Reading text »
────────────────

Predictive biomarker for cancer therapy

Abstract

The present invention relates generally to the identification of patients suffering from cancer whether they will respond to specific therapies. More particularly the invention relates to a method and means for identifying responder to a therapy TLR-9 agonists.

Claims

1. A method for treating a patient suffering from cancer or an autoimmune disease with TLR-9 agonist MGN1703, wherein said method comprises: taking a blood sample from a patient suffering from cancer or an autoimmune disease; determining the frequency of activated natural killer T (NKT) cells of the blood sample of the patient; predicting or monitoring whether the patient will respond or responds to the treatment with the TLR-9 agonist MGN1703, by evaluating whether the patient has a frequency of at least 3% of activated NKT cells of the whole NKT cell population; and administering, or continuing to administer, the TLR-9 agonist MGN1703 to a patient having a frequency of at least 3% of activated NKT cells of the whole NKT cell population.

────────────────

Source data:
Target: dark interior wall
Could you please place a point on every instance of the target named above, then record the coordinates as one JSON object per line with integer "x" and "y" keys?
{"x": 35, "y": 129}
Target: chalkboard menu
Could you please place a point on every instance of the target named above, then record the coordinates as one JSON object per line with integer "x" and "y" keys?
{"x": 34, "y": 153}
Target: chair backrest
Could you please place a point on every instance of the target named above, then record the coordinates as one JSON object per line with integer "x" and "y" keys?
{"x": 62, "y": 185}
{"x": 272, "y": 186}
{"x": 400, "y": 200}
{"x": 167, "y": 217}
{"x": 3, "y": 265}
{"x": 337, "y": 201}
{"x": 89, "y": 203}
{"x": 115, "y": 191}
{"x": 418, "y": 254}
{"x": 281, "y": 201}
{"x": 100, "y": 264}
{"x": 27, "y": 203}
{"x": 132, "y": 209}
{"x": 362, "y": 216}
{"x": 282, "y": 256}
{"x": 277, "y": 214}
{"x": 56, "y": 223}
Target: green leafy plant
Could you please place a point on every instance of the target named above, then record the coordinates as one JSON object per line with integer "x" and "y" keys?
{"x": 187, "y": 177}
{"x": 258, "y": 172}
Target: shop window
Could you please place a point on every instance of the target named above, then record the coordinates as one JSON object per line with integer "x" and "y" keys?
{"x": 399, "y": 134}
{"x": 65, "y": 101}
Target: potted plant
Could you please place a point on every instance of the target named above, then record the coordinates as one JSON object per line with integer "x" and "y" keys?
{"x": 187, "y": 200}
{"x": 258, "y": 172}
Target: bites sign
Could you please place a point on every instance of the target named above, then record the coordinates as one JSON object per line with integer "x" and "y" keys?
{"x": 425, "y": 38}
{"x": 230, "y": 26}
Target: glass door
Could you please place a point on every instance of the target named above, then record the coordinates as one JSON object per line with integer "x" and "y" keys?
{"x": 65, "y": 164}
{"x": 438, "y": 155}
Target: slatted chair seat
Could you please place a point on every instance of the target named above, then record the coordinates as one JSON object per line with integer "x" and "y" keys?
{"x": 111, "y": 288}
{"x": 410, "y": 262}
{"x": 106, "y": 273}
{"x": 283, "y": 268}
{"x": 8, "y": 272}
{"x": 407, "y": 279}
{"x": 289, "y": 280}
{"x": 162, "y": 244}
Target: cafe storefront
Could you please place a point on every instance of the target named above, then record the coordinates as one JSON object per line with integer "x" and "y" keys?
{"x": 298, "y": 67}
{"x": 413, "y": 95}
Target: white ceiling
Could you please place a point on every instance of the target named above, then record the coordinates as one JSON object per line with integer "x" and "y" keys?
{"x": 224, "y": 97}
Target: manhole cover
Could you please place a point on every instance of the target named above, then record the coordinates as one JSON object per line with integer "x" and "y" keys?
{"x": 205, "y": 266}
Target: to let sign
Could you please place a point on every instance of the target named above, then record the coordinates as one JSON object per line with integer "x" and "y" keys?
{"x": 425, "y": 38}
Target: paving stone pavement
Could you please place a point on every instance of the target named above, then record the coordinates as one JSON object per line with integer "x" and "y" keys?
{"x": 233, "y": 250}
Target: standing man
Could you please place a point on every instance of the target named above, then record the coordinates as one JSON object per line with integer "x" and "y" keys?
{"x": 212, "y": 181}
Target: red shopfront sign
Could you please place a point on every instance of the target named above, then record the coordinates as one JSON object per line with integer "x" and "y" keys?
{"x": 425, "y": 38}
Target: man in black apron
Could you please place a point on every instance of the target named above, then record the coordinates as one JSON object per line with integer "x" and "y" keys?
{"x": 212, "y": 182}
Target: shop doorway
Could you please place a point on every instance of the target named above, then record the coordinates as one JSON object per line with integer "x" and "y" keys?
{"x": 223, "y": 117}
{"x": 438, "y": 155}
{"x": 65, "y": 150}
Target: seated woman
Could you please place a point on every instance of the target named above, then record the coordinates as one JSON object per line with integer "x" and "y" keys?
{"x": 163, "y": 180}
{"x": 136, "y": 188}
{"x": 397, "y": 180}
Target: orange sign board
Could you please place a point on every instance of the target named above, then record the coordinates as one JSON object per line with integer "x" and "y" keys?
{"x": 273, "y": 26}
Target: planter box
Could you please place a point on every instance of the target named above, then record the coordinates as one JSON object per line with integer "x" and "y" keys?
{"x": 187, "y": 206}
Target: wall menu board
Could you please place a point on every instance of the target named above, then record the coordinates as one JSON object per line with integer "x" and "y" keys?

────────────────

Continue the patent text on the predictive biomarker for cancer therapy from where it stops.

Result below »
2. The method of claim 1, wherein previously an induction therapy with a non-DNA drug was performed on the patient.

3. The method of claim 1, wherein said patient suffers from cancer.

4. The method of claim 3, wherein the TLR-9 agonist MGN1703 is part of a pharmaceutical composition.

5. The method of claim 4, wherein the pharmaceutical composition is a vaccine.

6. The method of claim 1, wherein the step of determining the frequency of activated natural killer T (NKT) cells of a blood sample of the patient comprises the steps of: staining the blood sample with fluorescence-labelled antibodies: Anti CD3-FITC, Anti CD56-PE, Anti CD69-APC; incubating the sample; and performing fluorescence activated cell sorting (FACS), wherein the activated NKT cells are gated as CD3 positive, CD56 positive and CD69 positive cells.

Description

BRIEF SUMMARY OF THE FIGURES

(1) FIG. 1: ROC curves in verum patients for activated NKT cells.

(2) FIG. 2: Activated NKT cells versus sensitivity and specificity.

(3) FIG. 3: a: Kaplan-Meier plot in biomarker positive patients for verum and placebo; b: Kaplan-Meier curve for the biomarker negative patients in both the verum and placebo arm.

(4) FIG. 4: a: Kaplan-Meier plot of biomarker positive patients versus biomarker negative patients in the verum arm; b: Kaplan-Meier plot of the placebo group for biomarker positive and negative patients.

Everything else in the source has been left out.